Excerpted passage.

# AAPL Data Loading Test with S3 Stock Client

This notebook demonstrates how to use the S3StockDataClient to load Apple (AAPL) stock data from our S3 parquet storage.

## Setup and Configuration

In [1]:
import sys
import os
import pandas as pd
import logging
from datetime import datetime, date

# # Add the project root to Python path
# project_root = os.path.dirname(os.getcwd())
# if project_root not in sys.path:
#     sys.path.insert(0, project_root)

# Import the S3 client
from clients.s3_stock_client import S3StockDataClient

# Configure logging
logging.basicConfig(level=logging.INFO)
logger = logging.getLogger(__name__)

print("Setup complete!")

Setup complete!


## Initialize S3 Stock Client

Configure the client to connect to our S3 bucket containing the processed stock data.

In [2]:
# Initialize the S3 client
client = S3StockDataClient(
    bucket="anawatp-us-stocks",
    base_prefix="parquet", 
    aws_region="us-west-2",  # Match the region from our ETL job
    cache_enabled=False  # Disable caching for testing
)

print(f"S3 Client initialized for bucket: {client.config['bucket']}")
print(f"Base path: {client.base_path}")

Problems and tasks.
A. Summarize the AAPL data-loading notebook in two sentences.
B. Resume the AAPL data-loading notebook from the point where it stops.

Provided data.

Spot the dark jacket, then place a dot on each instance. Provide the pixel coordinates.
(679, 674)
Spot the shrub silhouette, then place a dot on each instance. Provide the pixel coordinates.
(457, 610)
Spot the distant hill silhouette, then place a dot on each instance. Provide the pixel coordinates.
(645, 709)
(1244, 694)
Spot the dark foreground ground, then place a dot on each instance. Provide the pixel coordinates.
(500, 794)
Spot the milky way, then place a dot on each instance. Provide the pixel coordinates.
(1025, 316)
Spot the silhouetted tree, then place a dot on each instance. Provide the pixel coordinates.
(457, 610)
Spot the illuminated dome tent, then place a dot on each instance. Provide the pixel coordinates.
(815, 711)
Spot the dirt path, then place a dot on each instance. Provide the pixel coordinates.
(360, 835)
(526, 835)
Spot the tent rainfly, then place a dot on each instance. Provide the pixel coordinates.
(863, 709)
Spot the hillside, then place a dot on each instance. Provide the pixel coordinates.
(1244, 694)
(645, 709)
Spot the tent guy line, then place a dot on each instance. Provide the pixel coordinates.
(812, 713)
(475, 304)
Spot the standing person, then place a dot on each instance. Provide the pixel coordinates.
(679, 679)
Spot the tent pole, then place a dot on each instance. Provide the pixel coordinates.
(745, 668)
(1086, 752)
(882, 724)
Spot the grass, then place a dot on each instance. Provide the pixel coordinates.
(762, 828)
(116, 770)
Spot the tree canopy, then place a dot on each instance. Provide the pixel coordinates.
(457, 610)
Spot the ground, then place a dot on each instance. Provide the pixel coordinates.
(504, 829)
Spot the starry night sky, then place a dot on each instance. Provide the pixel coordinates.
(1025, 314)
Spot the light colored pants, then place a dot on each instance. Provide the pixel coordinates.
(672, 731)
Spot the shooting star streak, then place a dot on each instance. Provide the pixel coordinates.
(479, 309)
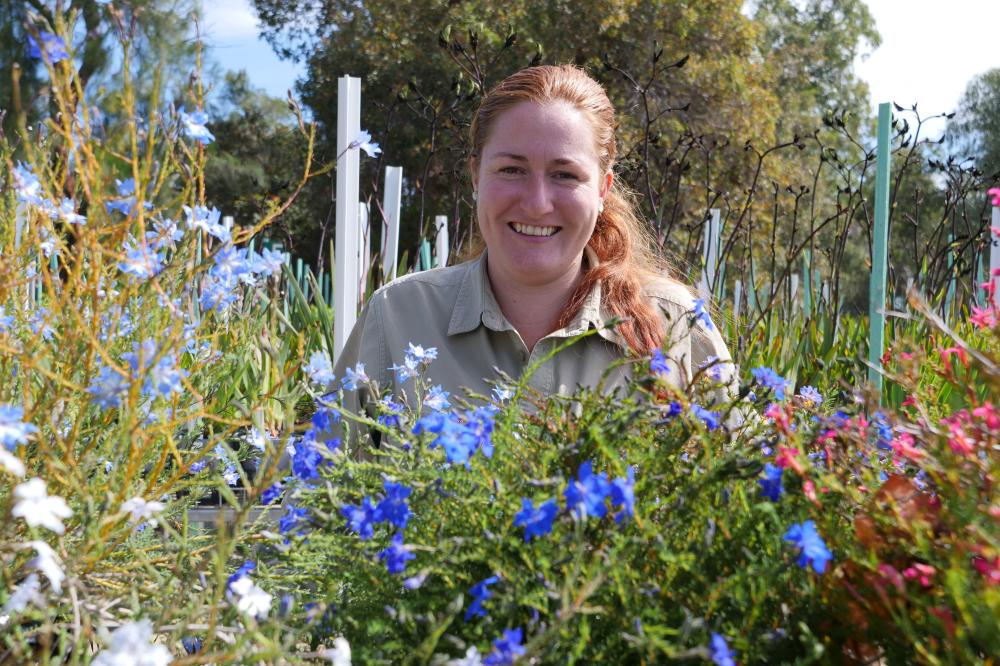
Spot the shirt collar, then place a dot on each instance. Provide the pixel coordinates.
(476, 305)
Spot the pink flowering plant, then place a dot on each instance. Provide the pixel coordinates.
(156, 355)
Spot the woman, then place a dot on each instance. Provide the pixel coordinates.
(564, 253)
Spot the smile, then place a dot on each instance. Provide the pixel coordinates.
(528, 230)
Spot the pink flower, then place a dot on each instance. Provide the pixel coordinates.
(903, 446)
(988, 567)
(983, 317)
(786, 458)
(920, 572)
(988, 415)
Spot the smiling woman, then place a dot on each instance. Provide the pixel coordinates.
(563, 252)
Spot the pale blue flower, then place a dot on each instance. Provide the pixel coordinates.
(67, 212)
(364, 142)
(194, 126)
(699, 313)
(231, 475)
(320, 370)
(140, 261)
(354, 377)
(6, 320)
(26, 185)
(437, 399)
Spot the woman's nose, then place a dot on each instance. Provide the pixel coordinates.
(536, 197)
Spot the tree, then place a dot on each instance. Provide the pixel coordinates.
(149, 27)
(975, 129)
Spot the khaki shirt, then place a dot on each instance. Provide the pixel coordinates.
(454, 310)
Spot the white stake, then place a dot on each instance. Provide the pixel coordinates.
(995, 253)
(390, 229)
(441, 241)
(364, 249)
(345, 283)
(737, 293)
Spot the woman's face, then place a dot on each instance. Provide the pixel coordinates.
(539, 184)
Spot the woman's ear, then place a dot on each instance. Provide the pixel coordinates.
(608, 179)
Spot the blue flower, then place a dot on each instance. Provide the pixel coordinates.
(272, 493)
(721, 654)
(811, 396)
(364, 142)
(623, 495)
(208, 221)
(770, 379)
(536, 522)
(770, 483)
(586, 495)
(480, 592)
(393, 507)
(396, 555)
(231, 475)
(49, 47)
(506, 649)
(699, 313)
(108, 388)
(658, 364)
(293, 518)
(710, 418)
(354, 377)
(306, 460)
(13, 429)
(437, 399)
(361, 517)
(194, 126)
(812, 548)
(26, 184)
(319, 369)
(191, 644)
(140, 261)
(243, 570)
(884, 431)
(392, 410)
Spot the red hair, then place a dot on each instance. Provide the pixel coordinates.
(621, 240)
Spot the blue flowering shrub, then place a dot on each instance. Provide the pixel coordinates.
(155, 356)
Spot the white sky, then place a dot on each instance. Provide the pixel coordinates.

Answers given.
A. The notebook shows how to use the S3StockDataClient to load Apple (AAPL) stock data from parquet storage in S3. It imports the needed libraries and the client, configures logging, and then initializes the client for the "anawatp-us-stocks" bucket with the "parquet" base prefix, the us-west-2 region, and caching disabled for testing.

B.
INFO:botocore.credentials:Found credentials in shared credentials file: ~/.aws/credentials


S3 Client initialized for bucket: anawatp-us-stocks
Base path: s3://anawatp-us-stocks/parquet


## Health Check

Verify that we can connect to S3 and access the data.

In [3]:
# Perform health check
health = client.health_check()

print("=== Health Check Results ===")
print(f"Status: {health['status']}")
print(f"S3 Connection: {health['s3_connection']}")
print(f"Bucket Accessible: {health['bucket_accessible']}")
print(f"Partitions Found: {health['partitions_found']}")

if health['issues']:
    print("\nIssues found:")
    for issue in health['issues']:
        print(f"  - {issue}")
else:
    print("\n✅ No issues found!")

KeyboardInterrupt: 

## Explore Available Data

Let's see what years and tickers are available in our dataset.

In [None]:
# Get available years
try:
    available_years = client.get_available_years()
    print(f"Available years: {available_years}")
except Exception as e:
    print(f"Error getting years: {e}")
    available_years = []

In [None]:
# Get available tickers for the most recent year
if available_years:
    latest_year = max(available_years)
    print(f"\nChecking tickers for {latest_year}...")
    
    try:
        tickers = client.get_available_tickers(year=latest_year)
        print(f"Found {len(tickers)} tickers in {latest_year}")
        print(f"First 10 tickers: {tickers[:10]}")
        
        # Check if AAPL is available
        if "AAPL" in tickers:
            print("\n✅ AAPL data is available!")
        else:
            print("\n❌ AAPL data not found in available tickers")
    except Exception as e:
        print(f"Error getting tickers: {e}")
        tickers = []
else:
    print("No years available to check tickers")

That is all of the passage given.